*Document segment*.
I was transported back to my childhood on Monday night — only this time, it was in glorious 4K Ultra high definition…
With a cold beer in hand (one of the perks of no longer being 11 years old), I settled in for the much-anticipated debut of WWE’s Monday Night RAW’s on Netflix.
Professional wrestling has long been a “guilty pleasure” for generations of young American kids, teens and grannies alike. But WWE has endured and grown its brand, with WWE’s RAW broadcast eventually becoming the country’s longest-running episodic TV series.
Now, WWE is partnering with content giant Netflix. The new $375 billion tag team pulled out all the stops for their blowout first show…
It felt like a pay-per-view production with wrestling superstars, Hollywood celebrities and 17,000+ fans packed into L.A.’s Intuit Dome (new home to the NBA’s Clippers).
The night went off without a hitch. Fans were treated to matches featuring top-billed stars like Roman Reigns, CM Punk and Rhea Ripley that looked incredibly crisp on my TV. The livestream was perfect — unlike the Mike Tyson vs. Jake Paul debacle in November.
Initial viewership numbers look promising as well.

*Material for this exercise*.

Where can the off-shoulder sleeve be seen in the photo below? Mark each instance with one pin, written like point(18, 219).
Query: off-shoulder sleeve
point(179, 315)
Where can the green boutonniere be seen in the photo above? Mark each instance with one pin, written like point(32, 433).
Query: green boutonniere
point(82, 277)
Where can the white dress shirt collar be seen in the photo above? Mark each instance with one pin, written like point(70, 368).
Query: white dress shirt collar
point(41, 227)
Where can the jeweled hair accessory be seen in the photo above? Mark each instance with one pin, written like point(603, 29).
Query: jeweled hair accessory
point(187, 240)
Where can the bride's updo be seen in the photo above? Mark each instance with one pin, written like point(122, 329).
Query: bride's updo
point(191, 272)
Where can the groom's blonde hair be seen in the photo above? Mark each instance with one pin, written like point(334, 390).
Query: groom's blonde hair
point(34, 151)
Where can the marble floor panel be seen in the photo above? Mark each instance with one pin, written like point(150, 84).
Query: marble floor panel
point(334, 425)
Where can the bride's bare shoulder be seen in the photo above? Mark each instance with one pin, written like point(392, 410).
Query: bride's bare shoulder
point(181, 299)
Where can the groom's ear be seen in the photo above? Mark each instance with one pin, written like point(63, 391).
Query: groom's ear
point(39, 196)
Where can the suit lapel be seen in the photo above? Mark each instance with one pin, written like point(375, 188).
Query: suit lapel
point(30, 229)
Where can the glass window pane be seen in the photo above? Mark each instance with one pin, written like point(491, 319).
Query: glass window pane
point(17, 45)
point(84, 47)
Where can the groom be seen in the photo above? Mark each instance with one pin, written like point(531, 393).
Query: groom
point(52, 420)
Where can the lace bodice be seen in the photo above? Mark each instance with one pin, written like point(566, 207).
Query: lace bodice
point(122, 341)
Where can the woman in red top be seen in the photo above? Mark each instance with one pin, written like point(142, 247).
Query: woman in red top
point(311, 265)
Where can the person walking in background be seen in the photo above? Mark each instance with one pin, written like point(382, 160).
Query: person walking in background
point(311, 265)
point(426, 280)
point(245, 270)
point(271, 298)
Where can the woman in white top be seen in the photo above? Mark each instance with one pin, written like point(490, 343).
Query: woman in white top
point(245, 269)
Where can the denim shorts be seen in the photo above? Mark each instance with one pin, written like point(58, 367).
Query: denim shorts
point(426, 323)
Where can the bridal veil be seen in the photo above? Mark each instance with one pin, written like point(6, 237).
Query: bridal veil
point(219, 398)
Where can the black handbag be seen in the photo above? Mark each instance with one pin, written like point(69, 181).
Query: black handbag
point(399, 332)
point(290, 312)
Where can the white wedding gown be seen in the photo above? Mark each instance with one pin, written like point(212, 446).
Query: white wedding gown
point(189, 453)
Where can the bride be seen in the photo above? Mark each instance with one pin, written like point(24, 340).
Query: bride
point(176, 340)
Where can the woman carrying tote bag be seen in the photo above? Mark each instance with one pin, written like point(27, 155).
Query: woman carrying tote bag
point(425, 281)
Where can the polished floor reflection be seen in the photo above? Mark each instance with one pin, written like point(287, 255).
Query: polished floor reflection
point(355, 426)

*Requests*.
A: Swap "tag team" for "partnership" in the wrestling article, then give the part of it between "Now, WWE is" and "promising as well.", inclusive.
B: Find each line in the listing that contains the string "shoulder" and copy those lines.

*Solutions for each task*.
A:
Now, WWE is partnering with content giant Netflix. The new $375 billion partnership pulled out all the stops for their blowout first show…
It felt like a pay-per-view production with wrestling superstars, Hollywood celebrities and 17,000+ fans packed into L.A.’s Intuit Dome (new home to the NBA’s Clippers).
The night went off without a hitch. Fans were treated to matches featuring top-billed stars like Roman Reigns, CM Punk and Rhea Ripley that looked incredibly crisp on my TV. The livestream was perfect — unlike the Mike Tyson vs. Jake Paul debacle in November.
Initial viewership numbers look promising as well.

B:
Where can the off-shoulder sleeve be seen in the photo below? Mark each instance with one pin, written like point(18, 219).
Query: off-shoulder sleeve
Where can the bride's bare shoulder be seen in the photo above? Mark each instance with one pin, written like point(392, 410).
Query: bride's bare shoulder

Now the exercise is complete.